Teks Ditampilkan >>
Oleh : Fahrudin Alwi (PM BAKTI NUSA VII Jakarta, Ketua Puskomnas FSLDK 2017-2019)
Sebuah manifesto ishlahul afrad muncul sejak 622 M tak jauh setelah diangkatnya manusia dengan akhlak terbaik, Muhammad SAW sebagai nabi dan rasul Allah SWT. Nilai luhur tersebut diwariskan dan terus diterapkan hingga diperbaharui dengan bahasa semi-post-modern menjadi sebuah terminologi “self-upgrading”. Terminologi ini bermanifestasikan konsep muwasshafat, sebuah konsep turunan dari arkanul baiah yang disarikan oleh tokoh pemikir Islam modern abad-20, Imamusyahid Hasan al-Banna –semoga Allah ampuni dosa beliau dan berkahi ilmu yang ditinggalkan berwasilahkan beliau–.
Ishlahul afrad menjadi sebuah tangga dasar bahwa memperhatikan kualitas diri wajib dilakukan bersamaan dengan kita memperbaiki kondisi keluarga hingga masuk tahapirsyadul mujtama’, memperbaiki masyarakat dan pemerintahan. Karena keluarga terdiri dari individu, maka ketika masing-masing individu berada pada kualitas yang optimal, maka keluargapun akan menjadi keluarga yang berkualitas. Begitupula masyarakat akan menjadi sebuah perkumpulan yang kokoh ketika masing-masing keluarga sebagai pilar masyarakat memiliki kekokohan kapasitas. Dan seterusnya hingga terbentuknya pemerintahan yang kokoh dengan dasar masyarakat yang cerdas, tasamuh, berkompeten serta mandiri.
“Dulu, saya punya cita-cita, di umur 30 tahun sudah mandiri secara keuangan. Terbebas dari hutang, dan memiliki perusahaan yang keuntungannya mampu menghidupi dakwah. Bukan saya hidup dari dakwah atau amanah dakwah.”, kata Murabbi –red, guru saya. Dan benar, atas izin-Nya, beliau mampu tidak mengambil keuntungan materi dari dakwah, namun justru menghidupi dakwah. Kisah Murabbi saya itu menggugah sebuah ‘hasrat’ untuk kembali hidup dengan dimensi yang lebih kaffah, komprehensif. Memikirkan dan mencontoh kemandirian finansial sebagaimana keuletan kanjeng Nabi Muhammad SAW ketika menjadi saudagar di usia belia hingga diangkat menjadi Rasul.

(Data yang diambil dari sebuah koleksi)
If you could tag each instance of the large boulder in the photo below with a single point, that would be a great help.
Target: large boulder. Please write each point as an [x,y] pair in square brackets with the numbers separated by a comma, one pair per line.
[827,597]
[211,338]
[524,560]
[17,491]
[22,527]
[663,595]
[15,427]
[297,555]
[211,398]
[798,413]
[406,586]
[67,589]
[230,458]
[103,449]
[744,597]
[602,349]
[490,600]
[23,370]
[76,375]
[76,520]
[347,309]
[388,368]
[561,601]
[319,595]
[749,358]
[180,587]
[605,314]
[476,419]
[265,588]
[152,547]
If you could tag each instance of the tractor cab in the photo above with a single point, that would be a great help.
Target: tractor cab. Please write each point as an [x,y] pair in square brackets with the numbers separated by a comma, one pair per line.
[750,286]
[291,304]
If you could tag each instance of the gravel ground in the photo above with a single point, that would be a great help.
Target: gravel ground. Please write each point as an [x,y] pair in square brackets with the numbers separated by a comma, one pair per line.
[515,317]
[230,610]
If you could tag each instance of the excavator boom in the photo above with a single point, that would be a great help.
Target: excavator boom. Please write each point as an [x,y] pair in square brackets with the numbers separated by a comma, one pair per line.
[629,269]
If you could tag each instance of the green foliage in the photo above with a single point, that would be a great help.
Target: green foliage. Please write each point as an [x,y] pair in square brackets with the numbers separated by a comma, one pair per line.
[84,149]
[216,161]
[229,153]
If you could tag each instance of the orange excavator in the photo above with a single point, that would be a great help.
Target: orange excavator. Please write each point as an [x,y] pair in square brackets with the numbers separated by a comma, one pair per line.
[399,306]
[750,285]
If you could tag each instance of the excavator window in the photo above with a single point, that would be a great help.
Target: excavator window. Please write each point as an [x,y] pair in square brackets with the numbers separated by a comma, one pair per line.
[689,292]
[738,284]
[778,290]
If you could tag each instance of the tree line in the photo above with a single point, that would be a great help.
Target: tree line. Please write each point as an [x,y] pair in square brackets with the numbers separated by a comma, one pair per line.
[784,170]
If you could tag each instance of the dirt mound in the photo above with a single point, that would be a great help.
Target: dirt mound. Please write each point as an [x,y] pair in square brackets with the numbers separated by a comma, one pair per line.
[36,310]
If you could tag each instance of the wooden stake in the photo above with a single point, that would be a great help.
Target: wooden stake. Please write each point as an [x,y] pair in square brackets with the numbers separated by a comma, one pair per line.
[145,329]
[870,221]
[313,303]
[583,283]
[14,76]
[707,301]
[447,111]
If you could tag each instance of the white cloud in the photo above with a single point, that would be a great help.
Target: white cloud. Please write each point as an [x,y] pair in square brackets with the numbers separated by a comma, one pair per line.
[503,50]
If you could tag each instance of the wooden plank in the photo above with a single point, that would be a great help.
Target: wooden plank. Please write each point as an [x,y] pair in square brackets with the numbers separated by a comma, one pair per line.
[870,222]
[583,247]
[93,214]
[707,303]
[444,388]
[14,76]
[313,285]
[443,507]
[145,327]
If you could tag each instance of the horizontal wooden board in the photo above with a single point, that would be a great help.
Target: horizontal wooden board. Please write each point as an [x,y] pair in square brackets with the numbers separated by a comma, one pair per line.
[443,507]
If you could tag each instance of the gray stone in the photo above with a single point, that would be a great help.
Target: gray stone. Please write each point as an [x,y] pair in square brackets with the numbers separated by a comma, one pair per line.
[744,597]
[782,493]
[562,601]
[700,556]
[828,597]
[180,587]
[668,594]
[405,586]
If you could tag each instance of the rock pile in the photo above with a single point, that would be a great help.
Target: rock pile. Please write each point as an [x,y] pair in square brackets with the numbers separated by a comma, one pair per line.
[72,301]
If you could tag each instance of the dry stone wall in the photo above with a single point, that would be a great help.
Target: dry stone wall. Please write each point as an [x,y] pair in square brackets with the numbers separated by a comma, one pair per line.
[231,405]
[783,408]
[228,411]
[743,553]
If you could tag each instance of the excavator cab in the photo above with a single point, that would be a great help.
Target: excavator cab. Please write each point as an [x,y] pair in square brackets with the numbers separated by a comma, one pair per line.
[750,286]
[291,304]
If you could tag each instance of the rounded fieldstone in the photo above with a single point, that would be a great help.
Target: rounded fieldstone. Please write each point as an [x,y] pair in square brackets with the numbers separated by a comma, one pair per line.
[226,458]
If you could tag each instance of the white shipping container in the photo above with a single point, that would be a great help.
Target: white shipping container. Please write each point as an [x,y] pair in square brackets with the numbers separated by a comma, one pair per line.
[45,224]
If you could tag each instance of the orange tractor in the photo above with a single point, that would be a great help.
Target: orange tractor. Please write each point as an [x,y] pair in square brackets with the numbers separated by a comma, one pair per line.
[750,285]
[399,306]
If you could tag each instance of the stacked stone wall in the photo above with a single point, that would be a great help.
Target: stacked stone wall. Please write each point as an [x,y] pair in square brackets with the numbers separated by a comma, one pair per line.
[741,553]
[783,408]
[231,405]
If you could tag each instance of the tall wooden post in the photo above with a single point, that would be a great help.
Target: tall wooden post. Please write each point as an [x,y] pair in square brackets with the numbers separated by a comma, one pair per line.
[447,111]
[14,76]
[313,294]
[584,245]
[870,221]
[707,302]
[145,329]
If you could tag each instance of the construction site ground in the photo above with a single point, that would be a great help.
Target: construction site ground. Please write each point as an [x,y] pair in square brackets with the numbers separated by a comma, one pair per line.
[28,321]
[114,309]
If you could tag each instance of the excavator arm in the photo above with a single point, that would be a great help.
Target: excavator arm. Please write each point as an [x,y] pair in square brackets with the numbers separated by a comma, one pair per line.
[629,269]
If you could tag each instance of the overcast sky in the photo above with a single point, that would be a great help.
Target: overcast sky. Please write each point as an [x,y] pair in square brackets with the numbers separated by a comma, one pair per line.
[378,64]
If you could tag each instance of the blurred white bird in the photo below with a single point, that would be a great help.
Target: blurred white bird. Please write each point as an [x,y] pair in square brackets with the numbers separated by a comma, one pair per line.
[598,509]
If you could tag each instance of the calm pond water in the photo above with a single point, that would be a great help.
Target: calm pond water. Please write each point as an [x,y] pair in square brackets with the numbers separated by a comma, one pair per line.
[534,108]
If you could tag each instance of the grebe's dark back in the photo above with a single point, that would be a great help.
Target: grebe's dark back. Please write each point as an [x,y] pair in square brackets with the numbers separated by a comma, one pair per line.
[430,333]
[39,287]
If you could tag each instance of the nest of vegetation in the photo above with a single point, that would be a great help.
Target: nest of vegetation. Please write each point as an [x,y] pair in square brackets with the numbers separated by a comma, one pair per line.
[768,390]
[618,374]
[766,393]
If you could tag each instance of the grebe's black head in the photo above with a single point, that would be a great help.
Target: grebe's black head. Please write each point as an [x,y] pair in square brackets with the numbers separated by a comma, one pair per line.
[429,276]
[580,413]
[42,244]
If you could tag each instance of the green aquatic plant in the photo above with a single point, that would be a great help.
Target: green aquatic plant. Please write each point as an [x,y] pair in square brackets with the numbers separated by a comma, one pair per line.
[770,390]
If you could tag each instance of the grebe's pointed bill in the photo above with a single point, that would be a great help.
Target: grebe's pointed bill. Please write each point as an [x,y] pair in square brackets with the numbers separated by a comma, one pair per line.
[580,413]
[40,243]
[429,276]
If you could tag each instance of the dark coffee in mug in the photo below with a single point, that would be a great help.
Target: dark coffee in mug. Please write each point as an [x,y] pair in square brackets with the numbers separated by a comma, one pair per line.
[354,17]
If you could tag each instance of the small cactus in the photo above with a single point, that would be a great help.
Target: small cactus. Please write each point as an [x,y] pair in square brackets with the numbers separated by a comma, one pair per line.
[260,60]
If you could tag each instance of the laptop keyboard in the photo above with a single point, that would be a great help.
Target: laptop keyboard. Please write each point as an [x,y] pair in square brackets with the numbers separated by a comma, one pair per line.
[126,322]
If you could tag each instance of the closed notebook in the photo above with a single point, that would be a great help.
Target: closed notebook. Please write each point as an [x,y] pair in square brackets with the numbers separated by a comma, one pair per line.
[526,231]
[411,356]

Perintah Tugas >>
Tolong tulis ulang kata demi kata bagian tulisan tentang ishlahul afrad, mulai dari "Ishlahul afrad menjadi" sampai "berkompeten serta mandiri.".

Jawaban Akhir >>
Ishlahul afrad menjadi sebuah tangga dasar bahwa memperhatikan kualitas diri wajib dilakukan bersamaan dengan kita memperbaiki kondisi keluarga hingga masuk tahapirsyadul mujtama’, memperbaiki masyarakat dan pemerintahan. Karena keluarga terdiri dari individu, maka ketika masing-masing individu berada pada kualitas yang optimal, maka keluargapun akan menjadi keluarga yang berkualitas. Begitupula masyarakat akan menjadi sebuah perkumpulan yang kokoh ketika masing-masing keluarga sebagai pilar masyarakat memiliki kekokohan kapasitas. Dan seterusnya hingga terbentuknya pemerintahan yang kokoh dengan dasar masyarakat yang cerdas, tasamuh, berkompeten serta mandiri.